Natural-language object grounding data
------------------------------------------------

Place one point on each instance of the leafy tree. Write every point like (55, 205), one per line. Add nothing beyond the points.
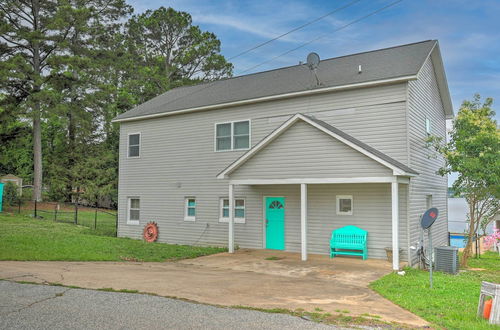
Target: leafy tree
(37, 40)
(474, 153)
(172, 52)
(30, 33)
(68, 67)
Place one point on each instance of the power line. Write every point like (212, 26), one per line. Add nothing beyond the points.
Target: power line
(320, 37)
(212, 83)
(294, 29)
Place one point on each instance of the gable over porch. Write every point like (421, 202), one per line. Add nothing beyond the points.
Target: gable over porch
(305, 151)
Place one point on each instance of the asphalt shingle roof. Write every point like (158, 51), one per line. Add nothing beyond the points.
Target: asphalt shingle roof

------------------------------------------------

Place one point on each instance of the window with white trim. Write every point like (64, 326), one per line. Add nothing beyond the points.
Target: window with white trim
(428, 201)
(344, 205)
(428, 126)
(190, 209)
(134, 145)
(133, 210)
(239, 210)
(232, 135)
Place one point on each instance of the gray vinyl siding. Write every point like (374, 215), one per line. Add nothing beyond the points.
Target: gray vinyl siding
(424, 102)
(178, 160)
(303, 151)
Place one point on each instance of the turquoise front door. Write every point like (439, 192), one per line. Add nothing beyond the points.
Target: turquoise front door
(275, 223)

------------------------------------------------

■ WHAT YOU SHOULD DO: The answer must be every line from the records above that contains the word "shingle", copied out.

■ ANSWER TO THIS TASK:
Place one point on each instance of the asphalt shingle roof. Write every point like (158, 51), one per line. Add nothing beyond the points.
Target: asphalt shingle roof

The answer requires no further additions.